REQUEST A
Duplicate the part of the deer-hunting passage between "If only Josh" and "brother-in-law, Scott Mays.", inclusive.
REQUEST B
Answer these questions from the deer-hunting passage, one per line:
(i) How far from his ladder stand was Josh when the trail camera recorded the buck?
(ii) Who does Josh hunt the 80 acres with?
(iii) What did Josh arrow from his stand in 2011?
REQUEST C
List every calendar month named in the deer-hunting passage.

SELECTED PASSAGE
%%

If only Josh Prewitt had been in the right stand, his 2012 season could’ve ended a whole lot sooner.
Two days into Kentucky’s 2012 modern firearms season, the bull of the woods stood in front of Josh’s empty ladder stand about half an hour after sunrise. The hunter from Brodhead was 400 yards away, watching another ridge, when the trail camera documented the visit.
Another couple of days passed before the unlucky hunter realized he’d chosen the wrong spot within the 80 acres he hunts with his brother-in-law, Scott Mays.
“Scott and I usually hang trail cams near mineral blocks in August,” Josh said. “The farm we hunt has so many turkeys, if you put out corn that early, the turkeys clean it up as fast as you can dump it. Besides, when the deer are in velvet, they seem to prefer the mineral lick.
“Our place is mainly hardwoods and creeks, but it’s next to several other large farms that have crop fields,” he continued.
Josh really wanted to shoot a buck with his bow, but he’s no purist. He’d put in for a week’s vacation to coincide with the rifle season, just in case.
He spent much of the season hunting from the stand where he arrowed a nice 8-pointer in 2011. It sits on a little bench that gradually slopes down to a creek about 200 yards distant.
“I went six or seven times with my bow in September, and I didn’t see a deer,” he said. “Even so, we were picking up a couple of decent 10-point bucks and some does on our trail cams, so we hunted a few more times in October.

%%

INFORMATION SUPPLIED

%%

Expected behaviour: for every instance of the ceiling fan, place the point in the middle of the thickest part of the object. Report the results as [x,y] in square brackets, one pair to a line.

%%

COMPLETE OUTPUT A
If only Josh Prewitt had been in the right stand, his 2012 season could’ve ended a whole lot sooner.
Two days into Kentucky’s 2012 modern firearms season, the bull of the woods stood in front of Josh’s empty ladder stand about half an hour after sunrise. The hunter from Brodhead was 400 yards away, watching another ridge, when the trail camera documented the visit.
Another couple of days passed before the unlucky hunter realized he’d chosen the wrong spot within the 80 acres he hunts with his brother-in-law, Scott Mays.

COMPLETE OUTPUT B
(i) 400 yards
(ii) His brother-in-law, Scott Mays
(iii) A nice 8-pointer

COMPLETE OUTPUT C
August
September
October